Task brief: I'd ask you to write out the lines below exactly, with no images.

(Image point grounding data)
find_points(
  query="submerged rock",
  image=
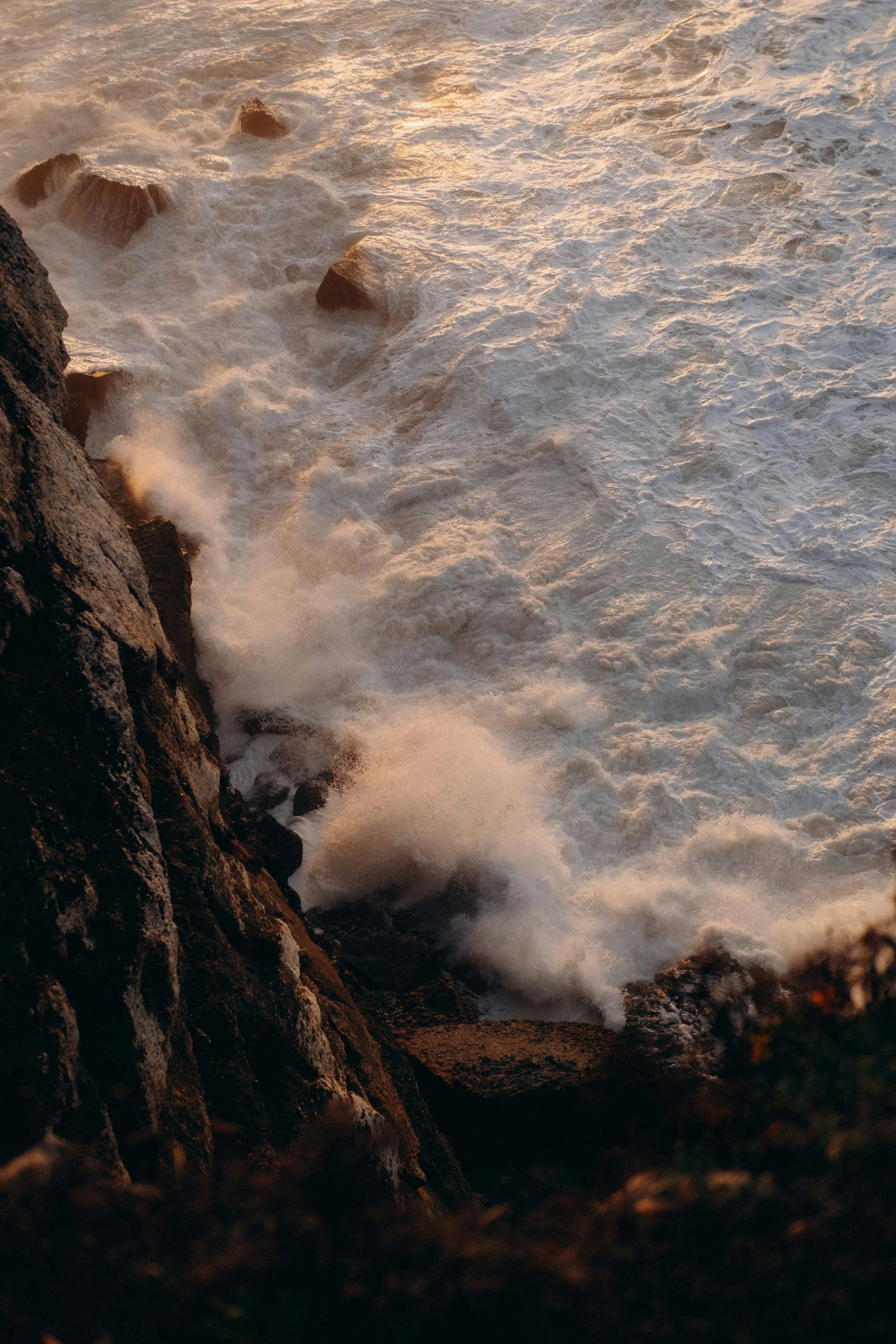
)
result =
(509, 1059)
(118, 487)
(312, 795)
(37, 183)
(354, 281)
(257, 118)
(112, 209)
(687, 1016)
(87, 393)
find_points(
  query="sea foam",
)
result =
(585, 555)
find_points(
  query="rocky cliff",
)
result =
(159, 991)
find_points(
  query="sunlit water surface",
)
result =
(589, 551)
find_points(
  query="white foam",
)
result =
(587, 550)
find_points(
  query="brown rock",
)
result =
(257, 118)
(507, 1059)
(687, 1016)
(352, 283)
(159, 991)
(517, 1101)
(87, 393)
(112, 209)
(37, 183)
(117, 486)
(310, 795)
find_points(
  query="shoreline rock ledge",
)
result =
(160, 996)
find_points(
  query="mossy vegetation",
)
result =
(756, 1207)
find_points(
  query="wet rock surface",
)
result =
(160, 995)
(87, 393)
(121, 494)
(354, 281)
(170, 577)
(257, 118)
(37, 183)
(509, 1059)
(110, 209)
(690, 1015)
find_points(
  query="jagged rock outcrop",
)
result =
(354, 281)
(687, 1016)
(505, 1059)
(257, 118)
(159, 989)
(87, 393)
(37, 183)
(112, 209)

Result for this exercise:
find_points(
  query="submerged rock",
  image=
)
result =
(509, 1059)
(118, 487)
(312, 795)
(37, 183)
(354, 281)
(257, 118)
(112, 209)
(687, 1016)
(87, 393)
find_points(
  query="sea foam",
)
result =
(585, 555)
find_points(
  query="rocky cliff",
)
result =
(159, 991)
find_points(
  query="sunlit water surface",
)
result =
(589, 551)
find_points(
  query="white foam",
)
result =
(587, 550)
find_points(
  query="brown rock",
)
result =
(257, 118)
(507, 1059)
(687, 1016)
(352, 283)
(159, 991)
(517, 1101)
(87, 393)
(112, 209)
(37, 183)
(117, 486)
(310, 795)
find_points(
  query="shoreline rock ledge",
)
result =
(160, 996)
find_points(
  query="mossy vegetation",
)
result =
(756, 1207)
find_points(
  query="wet rock surface",
)
result =
(160, 995)
(87, 393)
(121, 494)
(354, 281)
(170, 577)
(257, 118)
(37, 183)
(509, 1059)
(110, 209)
(690, 1015)
find_points(
  query="jagged rock outcrop",
)
result =
(354, 281)
(687, 1016)
(505, 1059)
(257, 118)
(159, 989)
(87, 393)
(37, 183)
(112, 209)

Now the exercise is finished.